* **TASK PROMPT**
Could you repeat the records below exactly, leaving the pictures out?

Point localization data:
:::::

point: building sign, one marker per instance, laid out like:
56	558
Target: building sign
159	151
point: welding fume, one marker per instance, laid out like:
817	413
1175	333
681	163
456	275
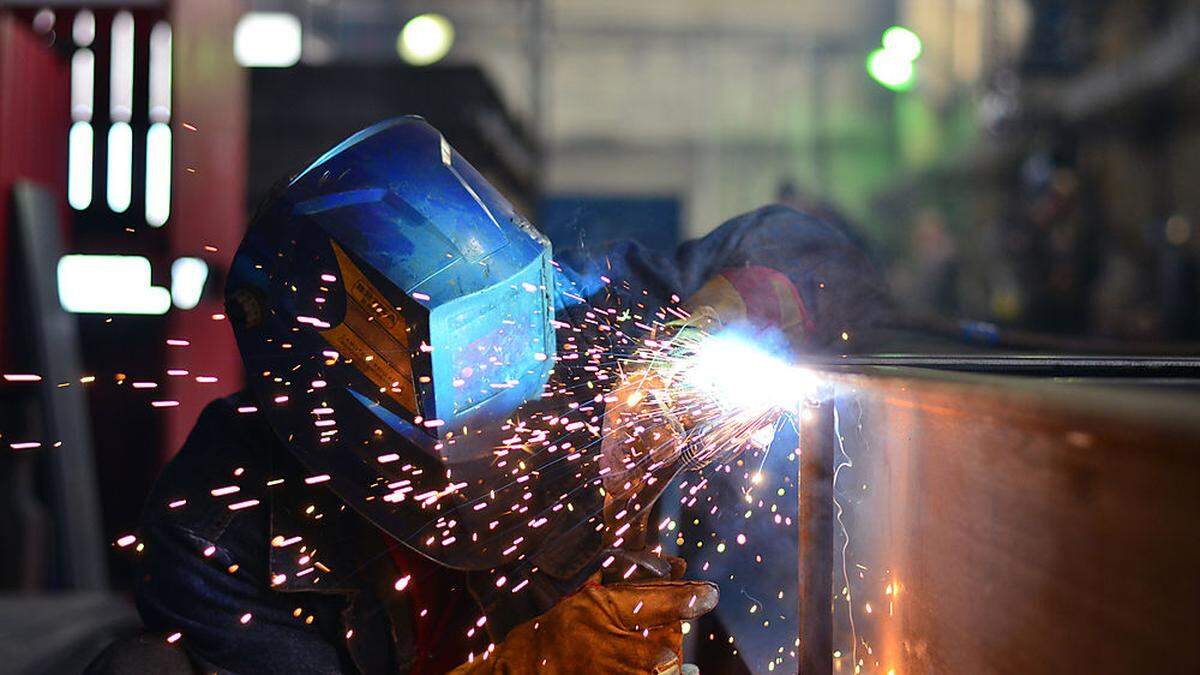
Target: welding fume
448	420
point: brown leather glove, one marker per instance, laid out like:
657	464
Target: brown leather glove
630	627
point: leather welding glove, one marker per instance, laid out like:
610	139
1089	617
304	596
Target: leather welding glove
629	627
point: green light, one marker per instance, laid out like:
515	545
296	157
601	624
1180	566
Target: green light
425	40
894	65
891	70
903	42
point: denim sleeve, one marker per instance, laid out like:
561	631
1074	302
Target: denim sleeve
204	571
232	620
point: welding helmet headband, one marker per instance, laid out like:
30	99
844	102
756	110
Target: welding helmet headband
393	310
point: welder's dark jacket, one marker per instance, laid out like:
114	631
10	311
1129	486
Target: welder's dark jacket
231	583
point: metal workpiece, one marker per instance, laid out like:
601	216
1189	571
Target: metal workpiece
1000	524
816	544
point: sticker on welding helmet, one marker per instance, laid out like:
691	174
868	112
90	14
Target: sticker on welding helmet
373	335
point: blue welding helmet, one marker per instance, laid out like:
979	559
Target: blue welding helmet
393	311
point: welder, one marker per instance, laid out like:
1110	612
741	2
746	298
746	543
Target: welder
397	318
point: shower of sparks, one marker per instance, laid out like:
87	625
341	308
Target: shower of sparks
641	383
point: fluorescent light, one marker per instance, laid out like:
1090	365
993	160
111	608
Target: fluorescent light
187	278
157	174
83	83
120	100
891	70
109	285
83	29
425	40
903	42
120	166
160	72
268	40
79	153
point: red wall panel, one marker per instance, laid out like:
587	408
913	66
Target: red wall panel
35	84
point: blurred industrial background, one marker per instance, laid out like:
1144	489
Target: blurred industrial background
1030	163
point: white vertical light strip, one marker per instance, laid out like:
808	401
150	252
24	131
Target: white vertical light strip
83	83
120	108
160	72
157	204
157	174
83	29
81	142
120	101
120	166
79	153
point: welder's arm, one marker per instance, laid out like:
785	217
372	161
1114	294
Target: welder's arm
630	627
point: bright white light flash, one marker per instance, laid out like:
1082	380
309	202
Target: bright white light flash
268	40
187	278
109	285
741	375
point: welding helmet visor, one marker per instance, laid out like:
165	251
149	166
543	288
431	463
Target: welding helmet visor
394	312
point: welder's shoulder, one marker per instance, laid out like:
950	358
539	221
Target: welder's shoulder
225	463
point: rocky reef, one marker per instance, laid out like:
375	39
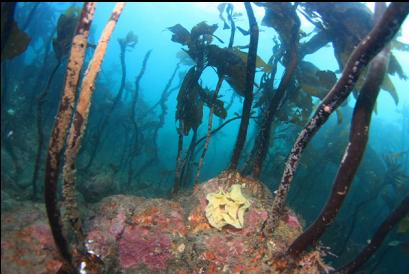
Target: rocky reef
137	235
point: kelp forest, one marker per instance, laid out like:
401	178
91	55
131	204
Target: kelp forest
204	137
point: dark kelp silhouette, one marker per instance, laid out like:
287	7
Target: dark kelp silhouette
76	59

:::::

* **ANSWER SPACE**
point: building sign, one marker per instance, laid out like:
56	558
Target: building sign
159	151
point: welding fume, one marker per instance, laid out like:
817	413
1175	333
681	163
456	275
Target: welding fume
448	420
point: brown leather glove, one marker per instance, laid out like:
657	464
Target: brown leather glove
630	627
point: leather welding glove, one marker per instance, laid out like:
610	139
1089	617
304	596
Target: leather welding glove
629	627
point: green light, one marker per instance, laid out like:
515	545
296	157
601	624
1180	566
Target: green light
425	40
894	65
891	70
903	42
point: denim sleeve, one marker per instance, laid out like:
561	631
1074	302
Target: denim sleeve
204	571
232	620
point: welding helmet headband, one marker per instance, laid out like:
30	99
844	102
756	110
Target: welding helmet headband
393	310
point: welder's dark jacket, one marker per instance, laid out like:
114	631
10	311
1129	486
Target: welder's dark jacket
231	583
point: metal workpiece, one marker per instance, laid out like:
601	216
1189	571
Target: metal workpiece
1000	524
816	544
point: sticker on welding helmet, one marker per instance, laid out like:
691	174
868	112
90	14
Target: sticker on welding helmet
373	335
point: blue welding helmet, one marker per instance, laid out like:
979	559
Target: blue welding helmet
393	311
point: welder, one marker per instance, laid out like:
1110	612
741	2
746	298
746	543
Target: welder
397	318
point: shower of sparks, one marker per instance, laid out like:
87	625
341	308
Target: shower of sparks
641	383
point: fluorescent light, one marker per instance, laid out like:
1090	365
993	160
111	608
Target: fluorescent light
187	278
157	174
83	83
120	100
891	70
109	285
83	29
425	40
903	42
120	166
160	72
268	40
79	153
point: red wall panel, one marker per instance, laid out like:
587	408
913	66
Target: red wall panel
35	84
point: blurred industrial background, one marker per instance, laid out like:
1144	489
Target: blurred industrial background
1030	163
point: white vertical light strip, one marker per instance, laid out like:
808	401
150	252
24	131
Target: white vertical light strip
83	83
120	108
160	72
157	204
157	174
83	29
81	142
120	101
120	166
79	153
point: welder's arm, one marker per instance, laid out like:
785	217
372	161
1114	294
Target: welder's arm
630	627
point: bright white light flash, one marker per instance, laid out like:
1082	380
309	202
Target: bright white light flash
268	40
187	278
109	285
741	375
point: welding helmet visor, one marker per instance, laid out like:
165	251
149	166
543	288
431	463
Target: welding helmet visor
394	312
point: welder's shoulder, one marker per instance, laid out like:
950	358
539	221
Target: welder's shoulder
225	463
point: rocky reef, one marker per instance, laid out like:
375	39
Target: rocky reef
137	235
point: kelp forest, one marker per instance, laid out like:
401	178
91	55
131	204
Target: kelp forest
204	137
point: dark kelp silhouette, one marker per instance, laid out like:
287	7
Target: dark kelp silhouette
76	59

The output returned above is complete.